Information supplied
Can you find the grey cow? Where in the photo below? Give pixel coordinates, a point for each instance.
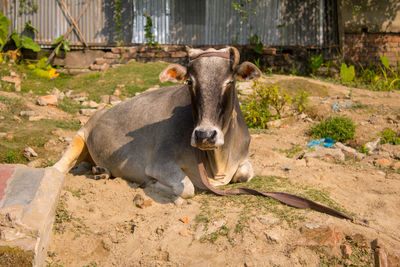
(151, 139)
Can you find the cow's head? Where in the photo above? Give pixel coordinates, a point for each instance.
(210, 78)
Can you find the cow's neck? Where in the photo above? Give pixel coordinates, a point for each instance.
(219, 160)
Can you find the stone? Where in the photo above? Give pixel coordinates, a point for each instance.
(29, 152)
(272, 236)
(12, 79)
(117, 92)
(275, 123)
(105, 99)
(185, 232)
(346, 251)
(87, 111)
(104, 67)
(383, 162)
(47, 100)
(92, 104)
(100, 61)
(371, 146)
(325, 153)
(35, 118)
(350, 151)
(27, 113)
(329, 236)
(178, 54)
(110, 55)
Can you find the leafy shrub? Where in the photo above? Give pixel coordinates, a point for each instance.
(338, 128)
(347, 73)
(300, 101)
(264, 104)
(315, 63)
(388, 136)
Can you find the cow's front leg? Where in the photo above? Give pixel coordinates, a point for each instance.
(244, 173)
(170, 179)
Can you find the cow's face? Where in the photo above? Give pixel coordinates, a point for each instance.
(210, 78)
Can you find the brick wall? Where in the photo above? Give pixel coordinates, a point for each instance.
(365, 48)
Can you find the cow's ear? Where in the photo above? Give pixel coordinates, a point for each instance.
(247, 71)
(173, 73)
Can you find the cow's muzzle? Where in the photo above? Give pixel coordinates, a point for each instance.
(207, 138)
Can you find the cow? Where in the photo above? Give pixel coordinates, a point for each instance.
(152, 138)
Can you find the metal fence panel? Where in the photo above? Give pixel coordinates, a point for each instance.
(192, 22)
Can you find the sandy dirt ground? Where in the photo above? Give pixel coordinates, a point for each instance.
(115, 223)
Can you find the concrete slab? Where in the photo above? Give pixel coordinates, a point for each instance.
(28, 199)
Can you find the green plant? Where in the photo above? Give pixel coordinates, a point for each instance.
(315, 62)
(60, 42)
(148, 29)
(264, 104)
(28, 6)
(118, 19)
(300, 101)
(388, 136)
(338, 128)
(347, 73)
(20, 41)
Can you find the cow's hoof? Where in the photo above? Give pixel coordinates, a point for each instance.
(244, 173)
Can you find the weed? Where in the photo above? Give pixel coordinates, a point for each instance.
(388, 136)
(292, 151)
(300, 101)
(338, 128)
(265, 104)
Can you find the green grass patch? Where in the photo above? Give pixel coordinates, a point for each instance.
(338, 128)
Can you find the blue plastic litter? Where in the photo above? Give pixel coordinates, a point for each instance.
(325, 142)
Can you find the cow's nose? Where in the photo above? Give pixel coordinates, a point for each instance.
(204, 134)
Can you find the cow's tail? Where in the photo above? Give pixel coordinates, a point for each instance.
(76, 152)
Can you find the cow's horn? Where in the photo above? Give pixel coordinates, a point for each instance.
(236, 56)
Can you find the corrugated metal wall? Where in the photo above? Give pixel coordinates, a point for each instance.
(192, 22)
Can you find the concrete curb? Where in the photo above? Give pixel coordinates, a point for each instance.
(28, 199)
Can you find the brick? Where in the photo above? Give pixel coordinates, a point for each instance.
(100, 61)
(178, 54)
(110, 55)
(132, 50)
(116, 50)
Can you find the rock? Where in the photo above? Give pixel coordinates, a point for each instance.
(37, 163)
(275, 123)
(185, 232)
(346, 251)
(15, 80)
(383, 162)
(138, 200)
(272, 236)
(214, 226)
(29, 152)
(47, 100)
(323, 152)
(92, 104)
(155, 87)
(184, 219)
(87, 111)
(117, 92)
(328, 236)
(16, 118)
(350, 151)
(104, 67)
(27, 113)
(105, 99)
(371, 146)
(396, 165)
(35, 118)
(267, 220)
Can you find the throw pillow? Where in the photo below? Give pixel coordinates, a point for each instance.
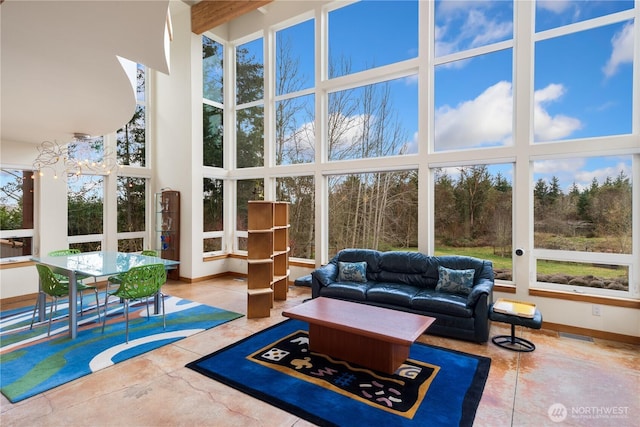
(352, 271)
(455, 281)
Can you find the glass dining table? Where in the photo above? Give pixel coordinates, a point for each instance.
(95, 264)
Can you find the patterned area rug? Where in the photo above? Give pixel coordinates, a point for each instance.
(31, 363)
(435, 386)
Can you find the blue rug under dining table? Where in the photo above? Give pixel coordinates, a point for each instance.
(32, 363)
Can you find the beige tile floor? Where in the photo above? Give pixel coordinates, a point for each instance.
(598, 382)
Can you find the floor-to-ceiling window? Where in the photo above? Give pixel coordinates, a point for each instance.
(16, 213)
(450, 127)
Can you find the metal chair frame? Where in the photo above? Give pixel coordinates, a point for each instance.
(138, 283)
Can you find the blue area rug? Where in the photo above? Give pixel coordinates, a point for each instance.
(31, 363)
(434, 387)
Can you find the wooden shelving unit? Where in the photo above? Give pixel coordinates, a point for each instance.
(268, 256)
(168, 228)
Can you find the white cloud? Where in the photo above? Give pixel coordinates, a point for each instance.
(547, 127)
(622, 50)
(487, 119)
(484, 120)
(472, 26)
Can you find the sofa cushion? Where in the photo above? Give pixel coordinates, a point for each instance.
(352, 271)
(352, 291)
(392, 293)
(438, 302)
(453, 281)
(370, 256)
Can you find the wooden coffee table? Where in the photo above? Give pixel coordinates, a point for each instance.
(374, 337)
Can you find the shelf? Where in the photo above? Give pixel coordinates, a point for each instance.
(267, 255)
(167, 226)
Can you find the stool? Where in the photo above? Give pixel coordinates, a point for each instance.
(512, 342)
(303, 281)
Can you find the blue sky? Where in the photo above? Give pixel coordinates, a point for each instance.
(582, 81)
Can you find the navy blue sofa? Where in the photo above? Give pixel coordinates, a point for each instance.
(407, 281)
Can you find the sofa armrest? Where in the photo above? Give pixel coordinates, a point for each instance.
(323, 276)
(484, 287)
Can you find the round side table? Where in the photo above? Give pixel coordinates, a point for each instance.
(511, 342)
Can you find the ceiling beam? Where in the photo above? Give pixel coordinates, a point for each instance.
(208, 14)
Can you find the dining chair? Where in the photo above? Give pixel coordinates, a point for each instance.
(52, 286)
(116, 280)
(139, 283)
(79, 277)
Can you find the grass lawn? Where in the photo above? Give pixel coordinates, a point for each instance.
(543, 267)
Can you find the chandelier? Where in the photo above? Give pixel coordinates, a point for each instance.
(78, 156)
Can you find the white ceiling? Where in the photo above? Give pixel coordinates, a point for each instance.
(59, 70)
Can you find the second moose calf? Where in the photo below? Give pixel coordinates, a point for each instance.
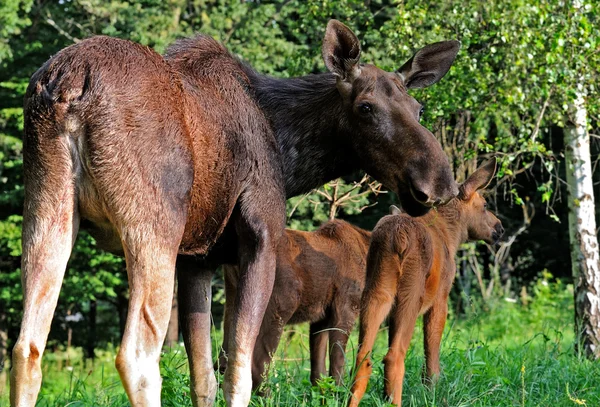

Exercise details
Report each line of the listing above that contains the word "blue", copying every such line in full.

Output of the task
Can you find the blue plastic litter? Where in the photo above? Give pixel coordinates, a point for each instance.
Can you find the blue rug under dining table? Where in the photo above? Give pixel coordinates, a point for each instance.
Can you find the blue area rug? Where in the photo above? Give pixel coordinates, a point for each instance.
Can you find the blue sky? Where in the photo above? Give pixel coordinates, a point for each instance.
Can you find the navy blue sofa? Where in the photo above? Give pixel coordinates, a point for each instance.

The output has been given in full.